(Collected data)
====

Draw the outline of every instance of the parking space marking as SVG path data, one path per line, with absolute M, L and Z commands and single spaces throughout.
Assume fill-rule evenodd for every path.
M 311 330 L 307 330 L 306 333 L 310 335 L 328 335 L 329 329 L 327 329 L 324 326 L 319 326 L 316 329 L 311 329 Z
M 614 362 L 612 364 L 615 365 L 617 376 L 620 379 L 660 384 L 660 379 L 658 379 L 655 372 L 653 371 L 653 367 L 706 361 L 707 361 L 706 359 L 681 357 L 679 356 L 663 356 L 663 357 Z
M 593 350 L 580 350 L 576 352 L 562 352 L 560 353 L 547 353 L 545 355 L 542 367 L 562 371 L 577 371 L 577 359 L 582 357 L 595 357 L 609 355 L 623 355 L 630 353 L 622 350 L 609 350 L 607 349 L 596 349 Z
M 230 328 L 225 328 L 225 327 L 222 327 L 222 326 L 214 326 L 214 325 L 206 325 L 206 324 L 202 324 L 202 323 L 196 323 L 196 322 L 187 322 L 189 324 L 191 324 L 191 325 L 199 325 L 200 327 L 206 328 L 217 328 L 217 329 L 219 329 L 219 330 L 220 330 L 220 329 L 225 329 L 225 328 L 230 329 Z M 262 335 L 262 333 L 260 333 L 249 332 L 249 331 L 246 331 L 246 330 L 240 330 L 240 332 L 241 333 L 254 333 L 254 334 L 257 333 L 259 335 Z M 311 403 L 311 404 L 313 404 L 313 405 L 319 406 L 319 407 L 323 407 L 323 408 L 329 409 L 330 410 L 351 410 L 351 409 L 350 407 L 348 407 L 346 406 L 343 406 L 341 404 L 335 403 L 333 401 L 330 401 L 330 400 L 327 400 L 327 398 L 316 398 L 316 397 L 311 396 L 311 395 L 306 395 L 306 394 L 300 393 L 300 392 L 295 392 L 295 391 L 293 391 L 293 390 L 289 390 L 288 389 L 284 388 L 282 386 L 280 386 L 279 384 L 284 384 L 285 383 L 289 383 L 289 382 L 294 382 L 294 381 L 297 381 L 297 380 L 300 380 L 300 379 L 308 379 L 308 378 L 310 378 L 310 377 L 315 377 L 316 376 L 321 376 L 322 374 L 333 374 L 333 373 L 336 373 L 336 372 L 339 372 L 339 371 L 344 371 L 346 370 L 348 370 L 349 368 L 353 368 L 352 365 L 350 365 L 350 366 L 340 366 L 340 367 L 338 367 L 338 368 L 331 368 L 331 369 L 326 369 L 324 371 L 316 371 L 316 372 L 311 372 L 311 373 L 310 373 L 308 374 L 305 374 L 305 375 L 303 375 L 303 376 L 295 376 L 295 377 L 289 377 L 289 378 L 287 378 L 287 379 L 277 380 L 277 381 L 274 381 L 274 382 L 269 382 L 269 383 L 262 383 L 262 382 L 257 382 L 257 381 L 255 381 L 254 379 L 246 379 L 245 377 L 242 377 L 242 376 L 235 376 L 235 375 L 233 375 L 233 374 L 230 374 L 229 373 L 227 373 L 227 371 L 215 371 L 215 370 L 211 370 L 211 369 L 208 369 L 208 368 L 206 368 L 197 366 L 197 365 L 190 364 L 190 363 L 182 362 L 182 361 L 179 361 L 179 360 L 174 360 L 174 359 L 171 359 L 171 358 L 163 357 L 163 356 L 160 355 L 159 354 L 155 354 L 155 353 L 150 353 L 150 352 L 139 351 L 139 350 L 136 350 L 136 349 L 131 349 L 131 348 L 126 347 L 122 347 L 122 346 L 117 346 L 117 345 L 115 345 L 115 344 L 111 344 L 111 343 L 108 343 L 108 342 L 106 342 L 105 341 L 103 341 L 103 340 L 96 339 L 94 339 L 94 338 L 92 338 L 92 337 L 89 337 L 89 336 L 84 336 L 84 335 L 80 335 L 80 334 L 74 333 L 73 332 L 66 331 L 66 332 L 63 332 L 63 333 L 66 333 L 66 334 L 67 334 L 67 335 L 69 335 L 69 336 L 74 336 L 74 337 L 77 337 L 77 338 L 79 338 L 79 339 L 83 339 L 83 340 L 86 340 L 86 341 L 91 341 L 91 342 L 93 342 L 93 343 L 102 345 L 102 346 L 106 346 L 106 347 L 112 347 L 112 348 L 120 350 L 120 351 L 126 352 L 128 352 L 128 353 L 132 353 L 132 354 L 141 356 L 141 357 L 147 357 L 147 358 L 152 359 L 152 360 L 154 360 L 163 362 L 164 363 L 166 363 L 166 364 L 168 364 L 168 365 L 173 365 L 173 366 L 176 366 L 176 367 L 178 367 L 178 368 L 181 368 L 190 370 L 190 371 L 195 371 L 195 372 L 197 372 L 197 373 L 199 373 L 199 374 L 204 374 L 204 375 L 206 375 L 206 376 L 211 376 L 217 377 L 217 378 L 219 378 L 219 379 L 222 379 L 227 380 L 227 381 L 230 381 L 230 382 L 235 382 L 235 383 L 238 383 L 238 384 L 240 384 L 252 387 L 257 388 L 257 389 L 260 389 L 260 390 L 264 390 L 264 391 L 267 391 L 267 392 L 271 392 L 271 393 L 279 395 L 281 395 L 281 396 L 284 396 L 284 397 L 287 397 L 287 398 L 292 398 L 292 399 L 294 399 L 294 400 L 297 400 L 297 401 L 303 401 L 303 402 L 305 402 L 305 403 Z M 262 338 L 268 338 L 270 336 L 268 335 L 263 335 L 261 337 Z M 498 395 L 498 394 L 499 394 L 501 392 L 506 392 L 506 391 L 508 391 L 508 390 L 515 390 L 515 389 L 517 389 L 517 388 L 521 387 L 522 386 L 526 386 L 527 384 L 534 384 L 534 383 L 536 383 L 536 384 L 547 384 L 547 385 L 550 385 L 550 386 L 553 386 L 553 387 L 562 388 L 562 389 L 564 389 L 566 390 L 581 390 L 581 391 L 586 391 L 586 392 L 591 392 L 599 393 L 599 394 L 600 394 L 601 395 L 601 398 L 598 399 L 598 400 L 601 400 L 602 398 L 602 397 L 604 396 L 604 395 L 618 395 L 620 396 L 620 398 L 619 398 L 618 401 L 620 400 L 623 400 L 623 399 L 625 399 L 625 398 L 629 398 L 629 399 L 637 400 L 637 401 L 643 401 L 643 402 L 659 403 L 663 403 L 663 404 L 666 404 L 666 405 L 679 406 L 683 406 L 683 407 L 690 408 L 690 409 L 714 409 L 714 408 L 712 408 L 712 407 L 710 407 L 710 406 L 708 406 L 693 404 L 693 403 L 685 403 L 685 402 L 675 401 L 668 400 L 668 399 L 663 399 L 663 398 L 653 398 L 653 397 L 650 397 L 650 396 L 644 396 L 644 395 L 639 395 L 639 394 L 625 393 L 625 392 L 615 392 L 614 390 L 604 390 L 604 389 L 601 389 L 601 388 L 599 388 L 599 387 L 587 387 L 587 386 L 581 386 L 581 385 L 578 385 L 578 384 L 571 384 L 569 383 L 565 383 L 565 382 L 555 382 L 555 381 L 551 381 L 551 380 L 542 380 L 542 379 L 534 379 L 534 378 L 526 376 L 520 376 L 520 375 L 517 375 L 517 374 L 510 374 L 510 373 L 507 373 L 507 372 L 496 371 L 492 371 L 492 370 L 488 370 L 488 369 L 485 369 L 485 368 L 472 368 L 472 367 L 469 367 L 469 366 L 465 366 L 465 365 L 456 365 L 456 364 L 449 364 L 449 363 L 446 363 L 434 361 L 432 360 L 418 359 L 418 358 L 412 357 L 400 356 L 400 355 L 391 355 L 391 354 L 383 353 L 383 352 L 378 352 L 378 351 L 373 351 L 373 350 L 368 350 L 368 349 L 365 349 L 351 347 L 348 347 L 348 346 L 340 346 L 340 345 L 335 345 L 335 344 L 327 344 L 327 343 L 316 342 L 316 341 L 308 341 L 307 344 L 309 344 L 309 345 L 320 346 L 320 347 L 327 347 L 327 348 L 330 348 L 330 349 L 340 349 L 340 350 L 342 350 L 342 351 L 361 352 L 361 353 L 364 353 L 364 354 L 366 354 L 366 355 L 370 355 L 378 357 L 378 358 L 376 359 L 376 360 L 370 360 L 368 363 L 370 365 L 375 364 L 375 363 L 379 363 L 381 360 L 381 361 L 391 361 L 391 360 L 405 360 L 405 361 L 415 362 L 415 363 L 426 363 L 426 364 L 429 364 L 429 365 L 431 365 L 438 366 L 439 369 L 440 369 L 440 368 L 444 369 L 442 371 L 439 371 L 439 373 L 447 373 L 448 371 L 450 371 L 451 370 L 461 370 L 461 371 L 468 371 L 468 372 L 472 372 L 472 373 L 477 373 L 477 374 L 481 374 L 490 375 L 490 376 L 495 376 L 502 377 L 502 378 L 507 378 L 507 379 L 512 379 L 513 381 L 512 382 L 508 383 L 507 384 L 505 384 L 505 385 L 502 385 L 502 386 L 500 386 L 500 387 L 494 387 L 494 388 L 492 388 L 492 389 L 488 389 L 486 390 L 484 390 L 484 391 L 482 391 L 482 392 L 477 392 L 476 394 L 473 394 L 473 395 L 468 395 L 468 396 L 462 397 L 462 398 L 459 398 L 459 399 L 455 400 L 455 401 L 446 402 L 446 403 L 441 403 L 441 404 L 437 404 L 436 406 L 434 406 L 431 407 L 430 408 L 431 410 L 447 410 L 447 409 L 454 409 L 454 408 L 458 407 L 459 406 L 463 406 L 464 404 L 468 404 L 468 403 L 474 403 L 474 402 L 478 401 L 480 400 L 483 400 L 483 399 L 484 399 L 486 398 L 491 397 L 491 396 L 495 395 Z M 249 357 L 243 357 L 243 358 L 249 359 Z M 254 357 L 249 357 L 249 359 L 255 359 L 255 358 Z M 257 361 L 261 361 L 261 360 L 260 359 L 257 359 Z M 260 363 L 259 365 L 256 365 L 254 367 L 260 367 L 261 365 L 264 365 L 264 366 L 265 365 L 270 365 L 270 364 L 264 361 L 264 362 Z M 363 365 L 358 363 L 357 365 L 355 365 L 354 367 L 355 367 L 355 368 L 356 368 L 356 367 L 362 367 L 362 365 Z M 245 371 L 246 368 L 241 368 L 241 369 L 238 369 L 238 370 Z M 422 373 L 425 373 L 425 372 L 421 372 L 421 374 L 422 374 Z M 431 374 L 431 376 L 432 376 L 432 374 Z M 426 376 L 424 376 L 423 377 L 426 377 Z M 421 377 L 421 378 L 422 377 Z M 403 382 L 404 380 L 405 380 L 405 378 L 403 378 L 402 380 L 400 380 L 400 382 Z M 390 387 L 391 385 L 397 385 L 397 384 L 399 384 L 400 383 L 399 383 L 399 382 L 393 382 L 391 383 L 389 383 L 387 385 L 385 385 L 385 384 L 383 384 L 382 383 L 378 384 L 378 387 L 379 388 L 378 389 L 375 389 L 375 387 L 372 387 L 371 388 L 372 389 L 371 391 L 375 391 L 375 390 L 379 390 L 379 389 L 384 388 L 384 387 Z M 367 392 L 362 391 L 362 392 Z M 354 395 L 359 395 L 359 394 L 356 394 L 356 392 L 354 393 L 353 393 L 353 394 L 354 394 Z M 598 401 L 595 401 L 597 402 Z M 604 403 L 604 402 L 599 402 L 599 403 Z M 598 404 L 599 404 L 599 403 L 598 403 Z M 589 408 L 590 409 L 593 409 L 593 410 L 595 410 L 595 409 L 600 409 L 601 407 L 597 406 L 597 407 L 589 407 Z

====

Quote the lines from the first one through the line that contains "M 593 350 L", keeping every character unchanged.

Draw the outline of every instance of the parking space marking as SVG path data, one path per line, with absolute M, L and Z commands and single spaces throughout.
Assume fill-rule evenodd for every path.
M 311 330 L 307 330 L 306 333 L 310 335 L 328 335 L 329 329 L 327 329 L 324 326 L 319 326 L 316 329 L 311 329 Z
M 614 362 L 612 364 L 615 365 L 617 376 L 620 379 L 660 384 L 660 379 L 658 379 L 655 372 L 653 371 L 653 367 L 706 361 L 707 361 L 706 359 L 681 357 L 679 356 L 663 356 L 663 357 Z
M 593 350 L 580 350 L 576 352 L 562 352 L 560 353 L 547 353 L 545 355 L 542 367 L 562 371 L 577 371 L 577 359 L 582 357 L 595 357 L 609 355 L 623 355 L 630 353 L 622 350 L 609 350 L 607 349 L 596 349 Z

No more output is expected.